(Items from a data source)
========================
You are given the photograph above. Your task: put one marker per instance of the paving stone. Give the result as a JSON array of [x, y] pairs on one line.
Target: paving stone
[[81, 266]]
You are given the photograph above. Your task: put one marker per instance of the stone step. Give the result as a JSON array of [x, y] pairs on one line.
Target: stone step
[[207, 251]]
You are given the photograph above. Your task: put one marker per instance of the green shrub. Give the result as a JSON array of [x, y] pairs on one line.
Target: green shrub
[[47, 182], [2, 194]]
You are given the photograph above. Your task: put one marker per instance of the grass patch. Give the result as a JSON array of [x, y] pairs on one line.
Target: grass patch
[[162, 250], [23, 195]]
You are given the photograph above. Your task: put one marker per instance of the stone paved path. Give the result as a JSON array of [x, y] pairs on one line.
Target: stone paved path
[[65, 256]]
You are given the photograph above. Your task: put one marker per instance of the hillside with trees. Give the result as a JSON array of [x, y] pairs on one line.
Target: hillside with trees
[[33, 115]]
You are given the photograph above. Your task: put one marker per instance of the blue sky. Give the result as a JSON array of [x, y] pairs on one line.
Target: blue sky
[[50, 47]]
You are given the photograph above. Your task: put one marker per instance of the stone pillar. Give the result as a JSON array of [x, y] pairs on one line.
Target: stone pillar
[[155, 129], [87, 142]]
========================
Exactly as they appear above, give the entries again.

You are given the photograph above. Your task: put one marker per instance of the paving stone. Give the result as a JSON array of [x, y] pairs on one line.
Target: paving stone
[[81, 266]]
You are given the photograph above. Your task: put one marker per instance of the stone step. Give the result as a JSON array of [x, y] pairs on one line.
Target: stone step
[[207, 251]]
You are given the photograph above. Your task: put one marker per instance of the green shrub. Give the result as a JSON array of [x, y] pairs on one line.
Target: green shrub
[[47, 182], [2, 194]]
You are given the photograph above. Your task: put one marker per instance of the grass patch. Give the result as a JSON array of [x, y] pairs on one line.
Target: grass patch
[[162, 250], [23, 195]]
You are given the photograph above. Your task: put one marker per instance of the stone paved path. Give the result as a JSON array of [x, y] pairs on one line.
Target: stone paved path
[[65, 256]]
You are given the photograph above. Your task: put one marker per instance of the hillside with trees. Give the result as a JSON array of [x, y] pairs on one line.
Target: hillside with trees
[[33, 115]]
You are given the photograph above. Your task: put one marker per instance of the blue sky. Give the result as a JSON array of [x, y] pairs on one line.
Target: blue sky
[[50, 47]]
You are given the photograph above. Your task: put one marker per instance of the stone pillar. Give the result as a JSON array of [x, y] pairs on one line.
Target: stone pillar
[[155, 129], [87, 142]]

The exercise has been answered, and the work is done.